EXCERPT:
[Start of Attachment]

The ‘Evil Eye’ belief in the Gaelic provinces of Ireland, Scotland and the Isle of Man remained important until the late 19th century. It evolved (perhaps as a result of widespread ‘witchcraft’ paranoias of the 16th-18th centuries) to engender two forms: The first (and oldest) belief was that it was a passive force derived from latent human foibles of jealousy (innate sinfulness). The more sinister form of the belief was that which believed the ‘Bad Eye’ to be the actual mode of witchcraft by which magical/spiritual harm could be done by a marginal and jealous socially-disempowered person. In Gaelic areas, there are as many records of belief in the possible abduction of vital forces by fairies as there were by supposed ‘witches’ or even by jealous neighbours. This may be a main reason why there were so few reports of judicial or popular murder of people for ‘witchcraft’ or ‘sorcery’: The alleged ‘perpetrators’ were generally not believed prosecutable in court on account of their lack of corporeality, and/or could not be ascribed the criminal concept of mens rea.

The Gaelic ‘Evil Eye’ belief manifested to observers between the 16th and 20th centuries as the apparent desire by people to offer a blessing on any thing which they had expressed admiration of. People feared that they might passively or unintentionally cause harm. They also obviously feared that their admiration might invite blame if something went wrong. The fact that people who own something that invites envy are prone to that other ‘spiritual sin’ of pride compounds the social aspects of the belief. Ontologically, the message is ‘pride comes before a fall’, or before a loss. The proud are envied, and the envy is ultimately a force which opposes them. Morally, this suggests that modest-living and modest-speaking is the ideal which invites the least trouble in life… This ideal was to become an important cultural shibboleth of many old Atlantic European subsistence cultures, now fallen victim to certain malign aspects of modernity.

[End of Attachment]

DATASET:

[Start of Attachment]

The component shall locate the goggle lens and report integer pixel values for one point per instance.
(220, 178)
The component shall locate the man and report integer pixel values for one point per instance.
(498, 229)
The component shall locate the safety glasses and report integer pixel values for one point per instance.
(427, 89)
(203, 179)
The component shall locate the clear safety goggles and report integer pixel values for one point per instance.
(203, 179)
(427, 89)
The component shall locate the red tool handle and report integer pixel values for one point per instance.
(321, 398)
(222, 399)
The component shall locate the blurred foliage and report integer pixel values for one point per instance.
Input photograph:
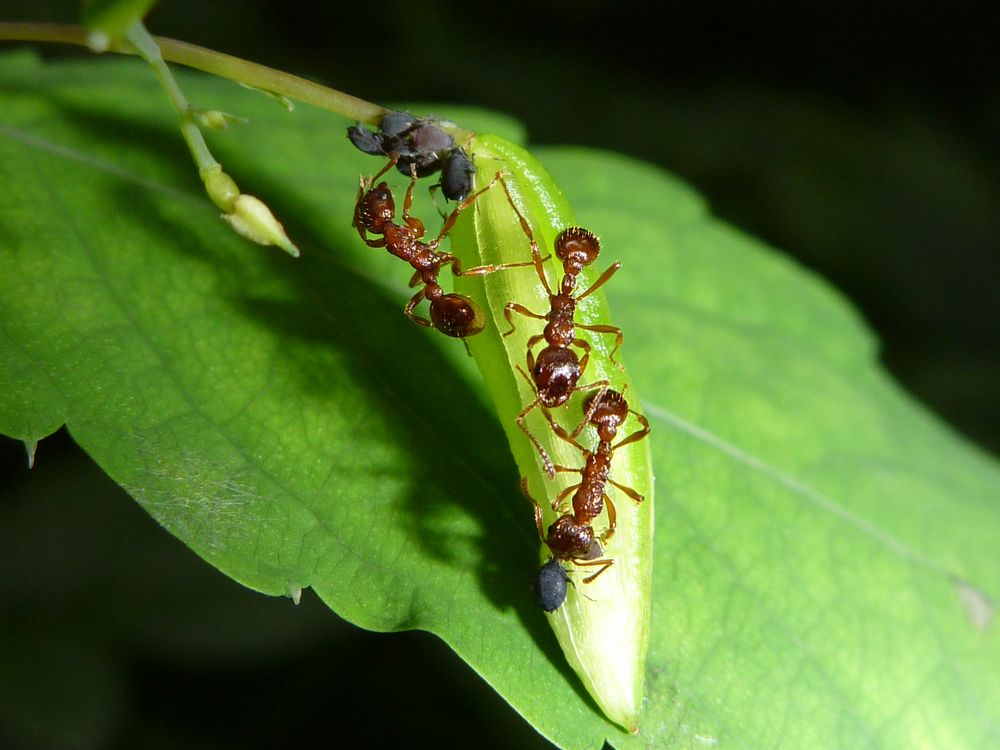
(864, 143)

[End of Attachment]

PROBLEM TO SOLVE: Copy out the full passage on the Gaelic Evil Eye belief word for word. You won't need the lines for this.

EXERCISE RESULT:
The ‘Evil Eye’ belief in the Gaelic provinces of Ireland, Scotland and the Isle of Man remained important until the late 19th century. It evolved (perhaps as a result of widespread ‘witchcraft’ paranoias of the 16th-18th centuries) to engender two forms: The first (and oldest) belief was that it was a passive force derived from latent human foibles of jealousy (innate sinfulness). The more sinister form of the belief was that which believed the ‘Bad Eye’ to be the actual mode of witchcraft by which magical/spiritual harm could be done by a marginal and jealous socially-disempowered person. In Gaelic areas, there are as many records of belief in the possible abduction of vital forces by fairies as there were by supposed ‘witches’ or even by jealous neighbours. This may be a main reason why there were so few reports of judicial or popular murder of people for ‘witchcraft’ or ‘sorcery’: The alleged ‘perpetrators’ were generally not believed prosecutable in court on account of their lack of corporeality, and/or could not be ascribed the criminal concept of mens rea.

The Gaelic ‘Evil Eye’ belief manifested to observers between the 16th and 20th centuries as the apparent desire by people to offer a blessing on any thing which they had expressed admiration of. People feared that they might passively or unintentionally cause harm. They also obviously feared that their admiration might invite blame if something went wrong. The fact that people who own something that invites envy are prone to that other ‘spiritual sin’ of pride compounds the social aspects of the belief. Ontologically, the message is ‘pride comes before a fall’, or before a loss. The proud are envied, and the envy is ultimately a force which opposes them. Morally, this suggests that modest-living and modest-speaking is the ideal which invites the least trouble in life… This ideal was to become an important cultural shibboleth of many old Atlantic European subsistence cultures, now fallen victim to certain malign aspects of modernity.